**PROMPT:**
Reproduce word for word the rows below, starting with the line that contains "the stone pillar" and going on through the line that contains "x=361, y=305", both ends included.

**DATA SUPPLIED:**
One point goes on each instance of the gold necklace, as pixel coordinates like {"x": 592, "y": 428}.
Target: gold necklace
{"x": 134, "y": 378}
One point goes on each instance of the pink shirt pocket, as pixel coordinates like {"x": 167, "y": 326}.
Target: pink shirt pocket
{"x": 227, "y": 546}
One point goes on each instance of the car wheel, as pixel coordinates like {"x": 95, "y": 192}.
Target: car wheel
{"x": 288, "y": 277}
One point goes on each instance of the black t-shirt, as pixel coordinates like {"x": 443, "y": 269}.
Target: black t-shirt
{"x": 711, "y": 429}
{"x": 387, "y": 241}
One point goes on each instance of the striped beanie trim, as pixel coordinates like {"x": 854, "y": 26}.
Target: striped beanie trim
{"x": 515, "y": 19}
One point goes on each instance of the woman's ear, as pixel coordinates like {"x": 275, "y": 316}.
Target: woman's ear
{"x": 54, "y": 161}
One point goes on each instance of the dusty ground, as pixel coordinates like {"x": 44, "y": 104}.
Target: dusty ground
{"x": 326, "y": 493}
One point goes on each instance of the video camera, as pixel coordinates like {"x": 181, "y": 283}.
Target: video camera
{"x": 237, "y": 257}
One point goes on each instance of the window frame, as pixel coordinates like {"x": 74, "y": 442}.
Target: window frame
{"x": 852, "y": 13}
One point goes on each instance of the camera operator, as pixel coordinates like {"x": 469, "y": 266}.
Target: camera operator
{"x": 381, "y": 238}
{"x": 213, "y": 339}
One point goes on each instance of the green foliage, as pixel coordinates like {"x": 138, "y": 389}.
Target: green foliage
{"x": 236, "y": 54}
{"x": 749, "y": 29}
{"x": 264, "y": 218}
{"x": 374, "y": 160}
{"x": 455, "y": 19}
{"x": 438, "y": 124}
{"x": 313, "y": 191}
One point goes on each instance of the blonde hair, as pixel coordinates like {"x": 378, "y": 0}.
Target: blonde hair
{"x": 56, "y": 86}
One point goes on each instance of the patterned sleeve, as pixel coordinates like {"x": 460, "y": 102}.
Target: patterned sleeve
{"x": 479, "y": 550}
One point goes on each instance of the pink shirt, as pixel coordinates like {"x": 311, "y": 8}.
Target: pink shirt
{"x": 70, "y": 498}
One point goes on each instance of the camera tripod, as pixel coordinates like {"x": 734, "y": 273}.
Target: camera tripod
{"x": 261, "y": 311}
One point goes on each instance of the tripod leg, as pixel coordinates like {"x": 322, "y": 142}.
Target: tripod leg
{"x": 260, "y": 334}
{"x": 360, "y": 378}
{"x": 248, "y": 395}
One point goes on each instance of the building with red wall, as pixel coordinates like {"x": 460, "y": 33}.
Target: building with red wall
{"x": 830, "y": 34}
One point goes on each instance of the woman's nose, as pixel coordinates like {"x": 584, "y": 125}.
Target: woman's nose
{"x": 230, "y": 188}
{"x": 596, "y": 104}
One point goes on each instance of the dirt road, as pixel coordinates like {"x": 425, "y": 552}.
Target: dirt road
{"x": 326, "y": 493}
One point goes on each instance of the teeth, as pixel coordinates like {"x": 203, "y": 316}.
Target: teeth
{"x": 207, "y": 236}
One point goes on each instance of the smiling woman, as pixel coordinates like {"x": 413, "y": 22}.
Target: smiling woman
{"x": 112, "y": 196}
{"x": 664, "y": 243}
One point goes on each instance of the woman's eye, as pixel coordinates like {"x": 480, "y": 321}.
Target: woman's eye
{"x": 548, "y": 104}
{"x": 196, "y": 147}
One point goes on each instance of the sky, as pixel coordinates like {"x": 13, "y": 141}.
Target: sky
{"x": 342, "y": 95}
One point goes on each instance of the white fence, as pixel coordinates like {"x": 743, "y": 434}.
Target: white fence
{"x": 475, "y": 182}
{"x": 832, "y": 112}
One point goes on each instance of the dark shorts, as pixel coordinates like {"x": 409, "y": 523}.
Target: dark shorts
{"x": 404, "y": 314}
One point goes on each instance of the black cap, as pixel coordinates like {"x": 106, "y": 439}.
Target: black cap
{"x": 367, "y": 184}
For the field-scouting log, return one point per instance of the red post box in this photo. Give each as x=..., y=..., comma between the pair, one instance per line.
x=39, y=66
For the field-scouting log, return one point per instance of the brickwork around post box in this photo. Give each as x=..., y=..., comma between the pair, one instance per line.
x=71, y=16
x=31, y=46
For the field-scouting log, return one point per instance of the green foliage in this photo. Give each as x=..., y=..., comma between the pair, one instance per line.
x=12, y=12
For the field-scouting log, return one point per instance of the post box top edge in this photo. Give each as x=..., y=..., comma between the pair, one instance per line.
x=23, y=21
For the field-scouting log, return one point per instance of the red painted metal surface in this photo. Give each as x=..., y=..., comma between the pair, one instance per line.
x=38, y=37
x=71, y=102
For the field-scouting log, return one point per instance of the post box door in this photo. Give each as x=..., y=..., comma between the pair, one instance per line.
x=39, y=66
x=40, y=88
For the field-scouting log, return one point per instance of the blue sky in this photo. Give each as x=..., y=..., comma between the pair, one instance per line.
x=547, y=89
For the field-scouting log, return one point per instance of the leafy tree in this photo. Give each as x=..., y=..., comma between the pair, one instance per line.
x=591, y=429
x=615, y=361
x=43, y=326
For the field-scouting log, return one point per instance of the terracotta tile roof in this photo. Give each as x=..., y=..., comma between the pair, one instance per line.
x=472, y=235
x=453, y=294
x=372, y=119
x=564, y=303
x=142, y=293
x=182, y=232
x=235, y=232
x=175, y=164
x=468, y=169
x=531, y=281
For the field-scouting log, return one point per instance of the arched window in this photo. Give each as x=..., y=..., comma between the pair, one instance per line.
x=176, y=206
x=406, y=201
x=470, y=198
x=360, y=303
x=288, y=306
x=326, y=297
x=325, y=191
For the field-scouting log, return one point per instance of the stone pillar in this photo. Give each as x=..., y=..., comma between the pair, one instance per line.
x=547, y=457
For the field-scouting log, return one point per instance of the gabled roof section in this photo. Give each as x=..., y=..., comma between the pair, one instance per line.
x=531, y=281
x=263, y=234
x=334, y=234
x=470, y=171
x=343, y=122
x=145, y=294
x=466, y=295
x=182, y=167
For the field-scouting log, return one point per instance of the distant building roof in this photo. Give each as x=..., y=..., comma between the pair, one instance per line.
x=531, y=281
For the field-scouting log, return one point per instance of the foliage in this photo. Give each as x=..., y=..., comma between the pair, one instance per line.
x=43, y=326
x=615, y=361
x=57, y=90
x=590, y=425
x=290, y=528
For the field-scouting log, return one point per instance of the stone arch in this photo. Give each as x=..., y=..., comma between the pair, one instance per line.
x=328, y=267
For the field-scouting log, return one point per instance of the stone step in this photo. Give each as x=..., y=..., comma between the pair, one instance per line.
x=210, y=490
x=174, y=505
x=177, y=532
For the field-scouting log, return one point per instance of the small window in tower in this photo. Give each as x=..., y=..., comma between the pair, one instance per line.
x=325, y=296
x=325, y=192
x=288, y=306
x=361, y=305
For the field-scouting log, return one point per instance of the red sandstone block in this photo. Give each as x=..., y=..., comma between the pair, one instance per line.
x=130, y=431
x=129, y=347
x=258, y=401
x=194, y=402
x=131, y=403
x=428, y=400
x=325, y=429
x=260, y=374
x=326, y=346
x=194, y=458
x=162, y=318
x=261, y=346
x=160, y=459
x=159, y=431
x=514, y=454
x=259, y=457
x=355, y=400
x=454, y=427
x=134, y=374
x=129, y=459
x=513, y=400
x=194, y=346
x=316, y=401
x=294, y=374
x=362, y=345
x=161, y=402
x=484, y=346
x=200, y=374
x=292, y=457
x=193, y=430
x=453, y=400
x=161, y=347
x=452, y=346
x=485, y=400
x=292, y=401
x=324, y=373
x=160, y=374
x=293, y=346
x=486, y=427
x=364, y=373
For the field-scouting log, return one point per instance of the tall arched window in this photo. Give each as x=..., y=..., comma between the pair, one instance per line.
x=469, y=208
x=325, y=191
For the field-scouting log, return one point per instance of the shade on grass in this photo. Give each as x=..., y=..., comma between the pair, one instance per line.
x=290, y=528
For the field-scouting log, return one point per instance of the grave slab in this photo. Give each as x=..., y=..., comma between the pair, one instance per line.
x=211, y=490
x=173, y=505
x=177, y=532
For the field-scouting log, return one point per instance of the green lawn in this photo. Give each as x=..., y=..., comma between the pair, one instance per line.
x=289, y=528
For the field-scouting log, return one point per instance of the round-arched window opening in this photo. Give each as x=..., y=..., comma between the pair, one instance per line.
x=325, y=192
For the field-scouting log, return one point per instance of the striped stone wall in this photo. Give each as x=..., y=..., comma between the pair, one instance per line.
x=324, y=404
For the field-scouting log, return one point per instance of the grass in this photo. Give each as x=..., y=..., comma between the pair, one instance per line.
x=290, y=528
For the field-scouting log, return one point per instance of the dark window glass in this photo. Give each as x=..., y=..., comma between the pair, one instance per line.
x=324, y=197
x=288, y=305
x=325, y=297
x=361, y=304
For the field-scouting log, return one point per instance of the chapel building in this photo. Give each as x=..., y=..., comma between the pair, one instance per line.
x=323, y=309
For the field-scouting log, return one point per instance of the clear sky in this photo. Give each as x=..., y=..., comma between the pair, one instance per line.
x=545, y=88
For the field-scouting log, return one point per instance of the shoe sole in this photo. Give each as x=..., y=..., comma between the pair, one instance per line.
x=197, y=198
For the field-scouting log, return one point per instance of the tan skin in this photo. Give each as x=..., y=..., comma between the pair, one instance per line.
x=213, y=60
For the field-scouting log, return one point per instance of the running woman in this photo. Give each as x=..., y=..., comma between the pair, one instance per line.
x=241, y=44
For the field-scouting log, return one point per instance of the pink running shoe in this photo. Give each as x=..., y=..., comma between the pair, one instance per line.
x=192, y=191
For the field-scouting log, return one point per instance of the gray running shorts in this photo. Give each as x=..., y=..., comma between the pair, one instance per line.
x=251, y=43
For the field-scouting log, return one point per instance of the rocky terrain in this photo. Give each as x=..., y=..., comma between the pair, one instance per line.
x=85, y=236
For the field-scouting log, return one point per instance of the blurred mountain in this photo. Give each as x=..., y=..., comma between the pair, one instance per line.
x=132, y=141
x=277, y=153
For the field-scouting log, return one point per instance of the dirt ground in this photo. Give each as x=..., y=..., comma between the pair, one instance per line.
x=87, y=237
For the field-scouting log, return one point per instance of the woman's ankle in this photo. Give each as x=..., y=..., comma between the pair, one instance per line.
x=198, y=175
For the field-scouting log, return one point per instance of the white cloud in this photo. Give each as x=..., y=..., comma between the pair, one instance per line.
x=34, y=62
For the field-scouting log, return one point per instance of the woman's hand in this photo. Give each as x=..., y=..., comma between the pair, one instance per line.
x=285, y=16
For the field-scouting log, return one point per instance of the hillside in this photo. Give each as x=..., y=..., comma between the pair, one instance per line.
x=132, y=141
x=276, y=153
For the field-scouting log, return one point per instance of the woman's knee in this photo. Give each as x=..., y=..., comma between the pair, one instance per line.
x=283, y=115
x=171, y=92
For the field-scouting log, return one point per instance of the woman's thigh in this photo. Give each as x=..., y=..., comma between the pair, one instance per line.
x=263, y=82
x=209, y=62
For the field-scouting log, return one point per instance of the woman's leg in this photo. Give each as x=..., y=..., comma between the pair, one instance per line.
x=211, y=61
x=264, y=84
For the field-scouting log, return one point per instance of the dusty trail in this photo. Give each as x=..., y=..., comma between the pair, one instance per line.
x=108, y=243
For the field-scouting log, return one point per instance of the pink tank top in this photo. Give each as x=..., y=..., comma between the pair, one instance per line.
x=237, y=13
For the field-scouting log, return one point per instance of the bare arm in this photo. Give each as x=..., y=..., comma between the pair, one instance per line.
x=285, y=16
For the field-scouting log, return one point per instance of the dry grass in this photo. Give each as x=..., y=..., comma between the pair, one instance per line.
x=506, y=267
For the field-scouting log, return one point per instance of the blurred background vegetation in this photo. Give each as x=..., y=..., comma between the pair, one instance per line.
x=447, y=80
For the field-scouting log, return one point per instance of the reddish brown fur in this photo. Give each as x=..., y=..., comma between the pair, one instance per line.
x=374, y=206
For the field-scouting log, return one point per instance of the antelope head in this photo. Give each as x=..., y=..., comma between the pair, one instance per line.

**ANSWER TO THIS EXERCISE:**
For the field-scouting log, return one point per instance of the stone pillar in this photo. Give each as x=..., y=..., comma between the pair, one instance per line.
x=547, y=457
For the field-scouting log, return one point per instance of the gabled roof section in this photo. Give each as x=..., y=..., comma between the pair, one instance per line.
x=531, y=281
x=263, y=234
x=334, y=234
x=470, y=171
x=343, y=122
x=145, y=294
x=466, y=295
x=182, y=167
For the field-scouting log, return one point per instance of the distant building roof in this photo. Give each as x=..., y=..., comma between the pair, one instance per line.
x=531, y=281
For the field-scouting log, return one point per instance of the foliage in this photo. Give each as x=..., y=..., comma between the pair, one instance per line.
x=43, y=326
x=615, y=361
x=57, y=90
x=590, y=425
x=290, y=528
For the field-scouting log, return one point per instance of the stone arch in this photo. Give each as x=..., y=..., comma between the pair, one instance per line.
x=328, y=267
For the field-scouting log, return one point per instance of the stone step in this photo. Give each as x=..., y=..., comma between the pair, one instance per line.
x=210, y=490
x=174, y=505
x=177, y=532
For the field-scouting log, return one point per instance of the small window in tower in this photo. Give each as x=..., y=..., comma between the pair, one instance per line.
x=325, y=296
x=325, y=192
x=288, y=306
x=361, y=305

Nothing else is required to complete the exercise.